George Ivask was born in Moscow, the son of Pavel Ivask, a merchant of
Estonian origin, and his Russian wife. In 1920 the family moved to
Estonia, where Ivask enrolled in
Tartu University, which he graduated from in 1932. From 1969 to 1977 he taught at the
University of Kansas,
Indiana University Bloomington, and
Arts and Sciences at Washington University in St. Louis, and then he became the head of the Russian literature department at
University of Massachusetts Amherst College of Humanities and Fine Arts. Ivask retired in 1977. He was married to Tamara (née Mezak) Ivask (1916–1982).

DATASET RECORDS -
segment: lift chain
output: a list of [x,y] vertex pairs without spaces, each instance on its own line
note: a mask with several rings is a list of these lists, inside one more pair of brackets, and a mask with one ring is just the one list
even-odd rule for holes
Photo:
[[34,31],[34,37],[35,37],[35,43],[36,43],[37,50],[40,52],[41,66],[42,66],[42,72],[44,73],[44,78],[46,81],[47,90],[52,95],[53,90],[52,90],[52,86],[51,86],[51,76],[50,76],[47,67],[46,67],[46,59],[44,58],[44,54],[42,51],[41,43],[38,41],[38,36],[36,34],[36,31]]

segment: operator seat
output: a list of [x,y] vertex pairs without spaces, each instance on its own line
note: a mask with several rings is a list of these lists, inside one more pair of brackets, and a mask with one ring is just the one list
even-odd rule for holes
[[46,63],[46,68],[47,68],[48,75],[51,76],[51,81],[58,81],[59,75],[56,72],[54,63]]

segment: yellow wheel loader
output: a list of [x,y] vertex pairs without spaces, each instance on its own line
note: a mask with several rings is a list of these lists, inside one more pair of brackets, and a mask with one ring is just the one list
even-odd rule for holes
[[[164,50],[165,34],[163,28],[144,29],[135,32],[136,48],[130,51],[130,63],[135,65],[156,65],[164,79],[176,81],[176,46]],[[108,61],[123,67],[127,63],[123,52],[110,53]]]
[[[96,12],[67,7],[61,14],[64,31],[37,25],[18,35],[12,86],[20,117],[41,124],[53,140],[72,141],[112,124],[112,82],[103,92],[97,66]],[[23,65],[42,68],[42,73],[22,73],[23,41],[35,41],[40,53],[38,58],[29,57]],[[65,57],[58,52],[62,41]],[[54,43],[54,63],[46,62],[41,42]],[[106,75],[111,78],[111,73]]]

GOAL - Transcribe the passage on George Ivask from "George Ivask was" to "Mezak) Ivask (1916–1982).".

SOLUTION TO THIS PROBLEM -
George Ivask was born in Moscow, the son of Pavel Ivask, a merchant of
Estonian origin, and his Russian wife. In 1920 the family moved to
Estonia, where Ivask enrolled in
Tartu University, which he graduated from in 1932. From 1969 to 1977 he taught at the
University of Kansas,
Indiana University Bloomington, and
Arts and Sciences at Washington University in St. Louis, and then he became the head of the Russian literature department at
University of Massachusetts Amherst College of Humanities and Fine Arts. Ivask retired in 1977. He was married to Tamara (née Mezak) Ivask (1916–1982).